Прежде чем взяться за эти заметки и поделиться своими раздумьями о Николае Рубцове, мне пришлось вновь погрузиться в былые годы. Когда я учился в Литинституте и видел его, что называется, воочию: то где-нибудь в коридоре общежития, а то и в чьей-то из комнат наших студентов. Ведь Николай в это время был уже переведён на заочное отделение и приезжал в Москву лишь на экзаменационные сессии.
Заходил он чаще всего к Сане Сизову, моему сокурснику, буквально влюблённому в его поэзию. Сам Саня был из нижегородской глубинки и тоже писал стихи. А когда Николай наведался к нему однажды туда в гости, то услышал там легенду о неком разбойнике Ляле (наводившем страх на всех проезжих в их густых дремучих лесах) и вскоре сочинил целую поэму об этом.
Вторым его поэтическим собратом и в некотором роде соратником был Борис Примеров, личность на ту пору очень заметная и уважаемая многими ещё за то, что он писал статьи о нашей истории. И Николай тоже тянулся к нему и даже нередко читал у него свои стихи. А возникавшие между ними споры и разногласия касались лишь не всегда совпадавших оценок тех или иных событий.

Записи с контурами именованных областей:
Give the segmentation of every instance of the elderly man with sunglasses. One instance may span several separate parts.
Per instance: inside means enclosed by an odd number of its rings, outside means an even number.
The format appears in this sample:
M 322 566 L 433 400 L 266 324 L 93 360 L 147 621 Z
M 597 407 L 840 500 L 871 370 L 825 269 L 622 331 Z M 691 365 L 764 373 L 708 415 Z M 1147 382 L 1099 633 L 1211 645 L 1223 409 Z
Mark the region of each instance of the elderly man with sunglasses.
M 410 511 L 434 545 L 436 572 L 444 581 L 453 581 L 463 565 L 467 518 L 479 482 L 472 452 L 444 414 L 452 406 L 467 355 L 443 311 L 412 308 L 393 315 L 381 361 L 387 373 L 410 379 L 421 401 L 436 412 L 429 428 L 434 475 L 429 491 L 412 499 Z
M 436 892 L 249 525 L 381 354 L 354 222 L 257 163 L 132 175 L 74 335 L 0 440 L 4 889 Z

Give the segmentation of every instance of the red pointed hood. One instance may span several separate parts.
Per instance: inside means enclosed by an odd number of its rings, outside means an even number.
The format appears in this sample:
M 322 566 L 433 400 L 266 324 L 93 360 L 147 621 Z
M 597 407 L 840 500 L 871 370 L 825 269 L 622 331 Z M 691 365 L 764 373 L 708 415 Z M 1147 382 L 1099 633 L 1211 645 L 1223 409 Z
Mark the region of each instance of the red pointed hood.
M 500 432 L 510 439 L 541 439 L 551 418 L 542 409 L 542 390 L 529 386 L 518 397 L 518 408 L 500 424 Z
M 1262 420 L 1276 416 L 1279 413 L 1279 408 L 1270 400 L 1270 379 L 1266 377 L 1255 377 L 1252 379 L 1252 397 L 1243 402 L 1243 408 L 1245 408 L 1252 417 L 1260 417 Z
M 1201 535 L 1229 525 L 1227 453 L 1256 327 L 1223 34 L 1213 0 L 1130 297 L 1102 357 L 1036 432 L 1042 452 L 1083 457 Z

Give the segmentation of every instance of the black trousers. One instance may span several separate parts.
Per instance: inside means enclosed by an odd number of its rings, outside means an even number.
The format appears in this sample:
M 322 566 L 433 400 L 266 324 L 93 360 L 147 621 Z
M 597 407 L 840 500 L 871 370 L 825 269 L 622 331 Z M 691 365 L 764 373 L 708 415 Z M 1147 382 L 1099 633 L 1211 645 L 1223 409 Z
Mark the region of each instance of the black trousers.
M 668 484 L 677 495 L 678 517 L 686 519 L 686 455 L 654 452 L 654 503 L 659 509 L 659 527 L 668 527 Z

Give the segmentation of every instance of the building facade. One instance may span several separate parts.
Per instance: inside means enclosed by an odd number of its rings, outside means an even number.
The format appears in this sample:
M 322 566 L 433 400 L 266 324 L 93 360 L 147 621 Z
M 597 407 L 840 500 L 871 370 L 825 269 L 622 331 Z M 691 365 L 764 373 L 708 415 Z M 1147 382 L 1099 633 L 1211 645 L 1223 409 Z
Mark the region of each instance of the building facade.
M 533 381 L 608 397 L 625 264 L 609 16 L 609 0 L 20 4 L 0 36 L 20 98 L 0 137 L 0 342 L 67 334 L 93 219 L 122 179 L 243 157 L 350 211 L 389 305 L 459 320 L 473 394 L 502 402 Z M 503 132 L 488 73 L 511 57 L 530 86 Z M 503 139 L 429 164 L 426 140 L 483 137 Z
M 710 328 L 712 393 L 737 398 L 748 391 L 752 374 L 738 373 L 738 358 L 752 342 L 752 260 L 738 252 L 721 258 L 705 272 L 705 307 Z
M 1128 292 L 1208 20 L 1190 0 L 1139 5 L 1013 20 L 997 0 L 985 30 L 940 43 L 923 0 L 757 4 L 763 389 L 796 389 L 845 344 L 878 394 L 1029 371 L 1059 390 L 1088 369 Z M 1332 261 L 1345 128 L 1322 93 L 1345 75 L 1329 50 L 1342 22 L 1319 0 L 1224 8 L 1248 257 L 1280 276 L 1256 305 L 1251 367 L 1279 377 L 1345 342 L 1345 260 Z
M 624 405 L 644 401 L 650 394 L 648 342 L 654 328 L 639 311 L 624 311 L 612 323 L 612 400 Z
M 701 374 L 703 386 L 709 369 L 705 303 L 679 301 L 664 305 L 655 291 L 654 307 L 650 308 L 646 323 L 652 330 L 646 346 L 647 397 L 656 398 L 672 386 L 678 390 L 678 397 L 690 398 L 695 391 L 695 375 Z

• [НАБОР ЗАДАНИЙ]
#1 Перечислите всех людей, которые названы по имени в воспоминаниях о Николае Рубцове.
#2 Продолжите воспоминания о Николае Рубцове, начав сразу после их последней фразы.

• [ОТВЕТЫ К ЗАДАНИЯМ]
#1 Николай Рубцов, Саня Сизов, разбойник Ляля, Борис Примеров.

#2
Однако посеянные ими и некоторыми преподавателями мысли о возвращении к своим корням (по Достоевскому - к почве) уже вовсю витали в стенах Литинститута. И это было противопоставление славянофильских идей не только большевистскому интернационализму, но и всем тем модным шумным поэтам того времени во главе с Евтушенко - так называемым новоявленным западникам и залихватским эстрадным кумирам московской молодёжи, подтолкнувшим к перестройке и очередному перевороту в 1991 году. Наш бывший выпускник В. Цыбин, словно предвидя это всё и желая как-то предостеречь слишком горячих реформаторов, писал тогда в одной из статей: «Россия больна, но не сама собой, а родами чего-то нового: и слова, и дела. Больна нанесёнными и наносимыми ей обидами и увечьями... Её в который раз вычёркивают. И не могут - в силу её самодостаточности и охранной биологической силы и её одухотворённого слова, которое сберегли и дали в оберег такие поэты, как Николай Рубцов».
И в среде наиболее проницательных русских умов вполне понимали, что в разгоревшейся идейной схватке дело не кончится просто так. Ведь по сути готовилась новая революция... Под видом прихода к власти неких либерал-демократов скрывалась всё та же тёмная сила! И когда в центре Москвы вновь появились танки, а в Кремле на смену коммунистам пришли всякие Гайдары, Чубайсы и Немцовы, то многие писатели кинулись сразу защищать свои творческие дома.
Правда, многие из нашего патриотического крыла
оставались всё ещё с советскими предубеждениями. И им поначалу пришёлся
совсем не по вкусу даже памятник преподобному Сергию Радонежскому!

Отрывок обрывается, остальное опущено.